Challenges:
- 1) Translate this sentence from the interview about Airmech into Spanish: "They let us keep all of the publishing rights."
- 2) Answer these questions using the interview with Bill Leeb and Jeremy Inkel.
(a) How many years have passed since the last new LP from Delerium?
(b) Where are the makers of Airmech from?
(c) In what month is Metropolis going to release the Airmech music?
- 3) Decide whether each statement agrees with the interview with Bill Leeb and Jeremy Inkel. Answer yes or no, and quote the words from the interview that settle it.
(a) Working on the Airmech soundtrack was harder than working on the Quake III one.
(b) The Airmech music has no vocals.
(c) The interview took place in Inkel's basement studio.

Reading passage:
- - - - - - -

After a heavy spate of touring over the past few years, it’s back to the studio for Vancouver electro-industrial legend Bill Leeb. The Front Line Assembly front man has no less than three albums in the works: the recently-completed FLA soundtrack to real-time-strategy game Airmech, an entirely new and separate Front Line record, and Music Box Opera, the first new LP from Delerium in six years. We spoke with Leeb and songwriting partner Jeremy Inkel at Inkel’s basement studio about those projects, expectations and audiences, and cEvin Key’s early days in retail…

ID:UD: How did you guys get involved with Airmech?

Bill: The guy was just a Front Line fan. They liked the music and they thought this game could suit our forte. They’re from Seattle, they came up here and we hung out. Super nerdy, super nice guys…

Jeremy: …Who were really into FLA.

Bill: They let us keep all of the publishing rights. On most games, they don’t like paying royalties anymore. They’ll just buy the music or let you have it this way.

ID:UD: You also worked on the Quake III soundtrack. How different is working on a game soundtrack now, twelve years later? It is the same approach with you two working together as opposed to you and Chris Peterson? How did you approach it creatively?

Bill: This one was way easier. Jared [Slingerland of FLA] and Craig [Huxtable of FLA and Landscape Body Machine] both have their own setups. Craig’s got a studio…

Jeremy: Sasha [Kevil] was in on it too…

Bill: Yeah, so you had five people all writing ideas and we’d come here. We’d sit, we’d play, we’d work, we’d tweak. It was way easier than me and Chris trying to work around stuff in the old days.

Jeremy: And correct me if I’m wrong, but the Quake III music was never released as a soundtrack, was it? You only heard it in the game. So that’s also different. Right off the bat, the intent was to put this out as a piece of work, which was a bit of a game changer as well.

ID:UD: Does that bring it more in line with the traditional writing process of an FLA record?

Jeremy: Yes. The only restriction being no vocals, but that opens up a lot of other doors, and we’re able to do things I don’t think we’d normally even be considering. Maybe for a Noise Unit record but not for an FLA one.

Bill: Metropolis is gonna put it out in November. We’ll see. It’s under Front Line, so whatever it does…

Jeremy: There’s gonna be a new website launch for Airmech in September.

Front Line Assembly - Airmech

ID:UD: Now that the traditional model for making money through music has, if not collapsed, been dialed back for a lot of people, a lot of people are looking more into doing soundtracks for games or indie movies. Is that something you guys are interested in pushing further?

- - - - - - -

Data extract:
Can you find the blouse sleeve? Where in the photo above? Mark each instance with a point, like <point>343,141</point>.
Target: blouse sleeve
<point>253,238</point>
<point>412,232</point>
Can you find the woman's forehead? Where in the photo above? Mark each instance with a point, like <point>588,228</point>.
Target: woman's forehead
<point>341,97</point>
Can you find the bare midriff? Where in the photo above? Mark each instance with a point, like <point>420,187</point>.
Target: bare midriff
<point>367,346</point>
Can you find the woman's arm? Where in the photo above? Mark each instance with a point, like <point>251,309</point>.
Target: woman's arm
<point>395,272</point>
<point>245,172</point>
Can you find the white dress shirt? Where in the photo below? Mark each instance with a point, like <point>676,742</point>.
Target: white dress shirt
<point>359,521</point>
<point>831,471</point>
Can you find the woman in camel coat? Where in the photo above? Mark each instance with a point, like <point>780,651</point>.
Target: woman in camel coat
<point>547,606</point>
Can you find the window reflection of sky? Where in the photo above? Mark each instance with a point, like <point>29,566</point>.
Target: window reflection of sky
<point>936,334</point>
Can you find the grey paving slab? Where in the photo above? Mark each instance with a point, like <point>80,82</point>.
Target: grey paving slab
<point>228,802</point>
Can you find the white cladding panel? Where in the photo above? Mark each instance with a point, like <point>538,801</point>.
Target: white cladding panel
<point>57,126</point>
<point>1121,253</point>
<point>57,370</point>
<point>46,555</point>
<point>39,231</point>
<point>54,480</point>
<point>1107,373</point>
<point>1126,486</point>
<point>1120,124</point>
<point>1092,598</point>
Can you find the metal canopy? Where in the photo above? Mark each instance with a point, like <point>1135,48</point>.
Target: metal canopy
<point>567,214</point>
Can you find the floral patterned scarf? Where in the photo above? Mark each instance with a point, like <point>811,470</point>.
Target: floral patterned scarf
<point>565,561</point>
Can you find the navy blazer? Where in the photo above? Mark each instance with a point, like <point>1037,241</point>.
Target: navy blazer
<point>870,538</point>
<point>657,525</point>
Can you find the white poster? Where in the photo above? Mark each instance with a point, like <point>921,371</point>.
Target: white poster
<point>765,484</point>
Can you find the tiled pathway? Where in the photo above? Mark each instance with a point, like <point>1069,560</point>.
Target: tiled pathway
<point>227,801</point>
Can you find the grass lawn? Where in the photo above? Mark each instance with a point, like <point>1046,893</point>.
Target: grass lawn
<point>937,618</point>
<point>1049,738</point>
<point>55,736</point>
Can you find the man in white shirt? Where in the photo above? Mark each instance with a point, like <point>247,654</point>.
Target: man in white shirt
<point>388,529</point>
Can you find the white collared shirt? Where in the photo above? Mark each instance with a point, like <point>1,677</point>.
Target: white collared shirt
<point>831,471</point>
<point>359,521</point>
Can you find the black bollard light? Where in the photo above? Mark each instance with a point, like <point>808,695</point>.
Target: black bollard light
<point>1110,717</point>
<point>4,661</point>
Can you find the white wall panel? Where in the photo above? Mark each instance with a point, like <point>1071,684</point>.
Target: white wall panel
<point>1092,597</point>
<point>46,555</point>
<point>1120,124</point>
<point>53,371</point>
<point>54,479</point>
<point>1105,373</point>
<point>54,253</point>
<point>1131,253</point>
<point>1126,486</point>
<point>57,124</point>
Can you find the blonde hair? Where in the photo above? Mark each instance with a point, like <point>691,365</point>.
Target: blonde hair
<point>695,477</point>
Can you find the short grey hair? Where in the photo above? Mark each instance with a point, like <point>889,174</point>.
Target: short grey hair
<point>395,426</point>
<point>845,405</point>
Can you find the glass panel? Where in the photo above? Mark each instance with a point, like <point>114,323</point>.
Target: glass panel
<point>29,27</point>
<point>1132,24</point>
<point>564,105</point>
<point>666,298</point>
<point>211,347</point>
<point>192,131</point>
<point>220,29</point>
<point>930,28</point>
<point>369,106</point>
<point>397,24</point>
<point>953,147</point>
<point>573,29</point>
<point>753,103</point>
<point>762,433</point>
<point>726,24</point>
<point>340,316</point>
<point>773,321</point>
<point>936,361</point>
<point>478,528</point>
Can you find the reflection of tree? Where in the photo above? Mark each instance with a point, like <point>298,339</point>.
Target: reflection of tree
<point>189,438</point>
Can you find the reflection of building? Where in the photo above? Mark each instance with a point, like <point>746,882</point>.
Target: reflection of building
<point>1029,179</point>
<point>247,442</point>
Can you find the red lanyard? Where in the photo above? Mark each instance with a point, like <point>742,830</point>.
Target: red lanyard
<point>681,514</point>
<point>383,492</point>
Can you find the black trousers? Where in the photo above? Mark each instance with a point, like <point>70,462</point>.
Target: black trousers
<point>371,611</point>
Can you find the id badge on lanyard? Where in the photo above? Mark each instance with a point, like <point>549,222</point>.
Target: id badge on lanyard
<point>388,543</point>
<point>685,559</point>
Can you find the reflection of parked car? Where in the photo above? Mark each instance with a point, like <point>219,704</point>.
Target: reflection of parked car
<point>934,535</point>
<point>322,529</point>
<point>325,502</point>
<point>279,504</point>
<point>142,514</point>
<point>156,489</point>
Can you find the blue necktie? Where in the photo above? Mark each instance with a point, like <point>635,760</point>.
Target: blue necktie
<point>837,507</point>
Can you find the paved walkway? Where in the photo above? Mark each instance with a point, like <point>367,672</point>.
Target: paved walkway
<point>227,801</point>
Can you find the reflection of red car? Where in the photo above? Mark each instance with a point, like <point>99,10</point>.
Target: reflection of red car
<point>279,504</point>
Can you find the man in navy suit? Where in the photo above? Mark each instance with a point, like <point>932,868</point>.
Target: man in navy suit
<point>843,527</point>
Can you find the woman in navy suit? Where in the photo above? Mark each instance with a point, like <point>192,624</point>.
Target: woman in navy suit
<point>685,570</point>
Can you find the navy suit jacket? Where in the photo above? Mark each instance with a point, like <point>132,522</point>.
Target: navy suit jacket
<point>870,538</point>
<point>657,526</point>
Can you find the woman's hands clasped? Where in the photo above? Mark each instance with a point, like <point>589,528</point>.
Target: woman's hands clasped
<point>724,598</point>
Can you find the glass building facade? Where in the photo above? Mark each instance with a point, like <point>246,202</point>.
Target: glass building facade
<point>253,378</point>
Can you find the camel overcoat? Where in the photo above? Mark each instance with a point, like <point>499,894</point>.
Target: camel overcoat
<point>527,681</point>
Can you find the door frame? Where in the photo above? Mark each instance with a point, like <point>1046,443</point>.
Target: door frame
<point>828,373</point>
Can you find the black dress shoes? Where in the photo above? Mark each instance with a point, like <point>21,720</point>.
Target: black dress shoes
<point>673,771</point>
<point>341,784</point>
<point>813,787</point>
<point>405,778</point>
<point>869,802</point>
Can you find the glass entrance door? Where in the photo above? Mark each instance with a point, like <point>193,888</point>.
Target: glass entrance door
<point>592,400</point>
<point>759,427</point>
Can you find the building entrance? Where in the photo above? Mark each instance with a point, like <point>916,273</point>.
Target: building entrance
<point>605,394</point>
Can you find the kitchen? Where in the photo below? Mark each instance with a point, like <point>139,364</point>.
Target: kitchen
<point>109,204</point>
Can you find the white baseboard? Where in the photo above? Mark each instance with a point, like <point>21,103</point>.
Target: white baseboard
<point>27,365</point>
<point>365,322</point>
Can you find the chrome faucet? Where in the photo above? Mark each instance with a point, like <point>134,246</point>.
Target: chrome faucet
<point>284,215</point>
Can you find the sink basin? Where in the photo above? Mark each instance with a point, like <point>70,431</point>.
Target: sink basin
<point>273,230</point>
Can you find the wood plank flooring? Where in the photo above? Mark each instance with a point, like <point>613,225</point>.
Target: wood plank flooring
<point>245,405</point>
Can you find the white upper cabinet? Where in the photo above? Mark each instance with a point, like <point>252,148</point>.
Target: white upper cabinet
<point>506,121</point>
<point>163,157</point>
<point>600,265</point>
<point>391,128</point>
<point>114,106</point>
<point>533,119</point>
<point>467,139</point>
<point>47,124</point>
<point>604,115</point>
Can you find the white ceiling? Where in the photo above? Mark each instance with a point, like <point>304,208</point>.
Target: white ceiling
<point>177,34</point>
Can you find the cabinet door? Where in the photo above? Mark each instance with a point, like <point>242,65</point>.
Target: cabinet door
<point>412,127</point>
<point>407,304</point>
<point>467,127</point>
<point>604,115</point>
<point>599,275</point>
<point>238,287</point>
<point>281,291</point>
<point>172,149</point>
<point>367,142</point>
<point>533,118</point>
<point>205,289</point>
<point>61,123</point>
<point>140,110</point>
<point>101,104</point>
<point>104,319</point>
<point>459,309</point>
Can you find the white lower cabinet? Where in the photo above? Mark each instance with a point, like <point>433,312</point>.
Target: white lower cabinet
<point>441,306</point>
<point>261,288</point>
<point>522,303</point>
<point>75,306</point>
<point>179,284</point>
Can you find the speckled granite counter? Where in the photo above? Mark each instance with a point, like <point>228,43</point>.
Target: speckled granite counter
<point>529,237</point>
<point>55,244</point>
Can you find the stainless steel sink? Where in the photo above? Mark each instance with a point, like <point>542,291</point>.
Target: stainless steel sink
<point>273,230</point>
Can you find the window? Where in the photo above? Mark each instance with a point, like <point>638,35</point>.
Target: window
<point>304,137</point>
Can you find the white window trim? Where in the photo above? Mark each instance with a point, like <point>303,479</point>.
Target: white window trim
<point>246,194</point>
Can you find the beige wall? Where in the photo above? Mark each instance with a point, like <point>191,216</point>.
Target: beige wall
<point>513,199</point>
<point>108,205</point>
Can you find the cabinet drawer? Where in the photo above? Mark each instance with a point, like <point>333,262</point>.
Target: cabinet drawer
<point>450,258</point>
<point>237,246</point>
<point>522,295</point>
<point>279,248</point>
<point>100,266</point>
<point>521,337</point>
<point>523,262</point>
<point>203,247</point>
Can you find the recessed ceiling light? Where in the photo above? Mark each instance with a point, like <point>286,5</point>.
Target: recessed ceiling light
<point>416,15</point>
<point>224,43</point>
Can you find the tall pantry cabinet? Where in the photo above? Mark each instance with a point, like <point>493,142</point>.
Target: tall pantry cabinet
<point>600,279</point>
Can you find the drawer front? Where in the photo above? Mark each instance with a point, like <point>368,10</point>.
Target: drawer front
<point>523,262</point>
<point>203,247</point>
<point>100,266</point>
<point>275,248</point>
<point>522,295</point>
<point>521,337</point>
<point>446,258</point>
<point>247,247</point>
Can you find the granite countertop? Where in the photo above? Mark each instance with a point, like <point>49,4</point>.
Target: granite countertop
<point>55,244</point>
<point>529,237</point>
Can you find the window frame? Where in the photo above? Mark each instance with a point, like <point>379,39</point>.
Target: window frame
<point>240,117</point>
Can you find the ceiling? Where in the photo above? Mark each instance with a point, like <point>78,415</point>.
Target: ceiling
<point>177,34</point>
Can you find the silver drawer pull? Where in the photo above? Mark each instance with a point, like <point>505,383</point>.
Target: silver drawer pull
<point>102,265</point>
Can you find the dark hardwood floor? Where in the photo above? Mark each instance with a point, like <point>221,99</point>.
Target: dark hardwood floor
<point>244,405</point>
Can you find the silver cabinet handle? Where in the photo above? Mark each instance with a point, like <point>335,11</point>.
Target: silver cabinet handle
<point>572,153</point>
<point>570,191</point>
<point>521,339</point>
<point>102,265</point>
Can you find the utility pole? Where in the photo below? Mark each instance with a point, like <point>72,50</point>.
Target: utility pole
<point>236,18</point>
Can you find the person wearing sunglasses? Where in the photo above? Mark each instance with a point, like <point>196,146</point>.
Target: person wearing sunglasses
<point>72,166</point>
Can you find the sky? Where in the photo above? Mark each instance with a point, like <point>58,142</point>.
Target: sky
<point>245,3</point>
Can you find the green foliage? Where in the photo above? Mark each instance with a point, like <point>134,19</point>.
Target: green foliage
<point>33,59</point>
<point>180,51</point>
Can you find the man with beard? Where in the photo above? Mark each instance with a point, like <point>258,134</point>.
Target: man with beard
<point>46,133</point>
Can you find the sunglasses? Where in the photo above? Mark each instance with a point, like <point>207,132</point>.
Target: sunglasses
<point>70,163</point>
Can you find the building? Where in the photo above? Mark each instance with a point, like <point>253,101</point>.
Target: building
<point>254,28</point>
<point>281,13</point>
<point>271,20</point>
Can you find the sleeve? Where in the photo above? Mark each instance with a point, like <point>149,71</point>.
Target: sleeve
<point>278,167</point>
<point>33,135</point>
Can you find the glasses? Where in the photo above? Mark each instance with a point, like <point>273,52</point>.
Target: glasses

- - - - - - -

Answers for the tasks:
- 1) Nos dejaron conservar todos los derechos de publicación.

- 2)
(a) Six years.
(b) Seattle.
(c) November.

- 3)
(a) No: "This one was way easier."
(b) Yes: "The only restriction being no vocals"
(c) Yes: "at Inkel’s basement studio"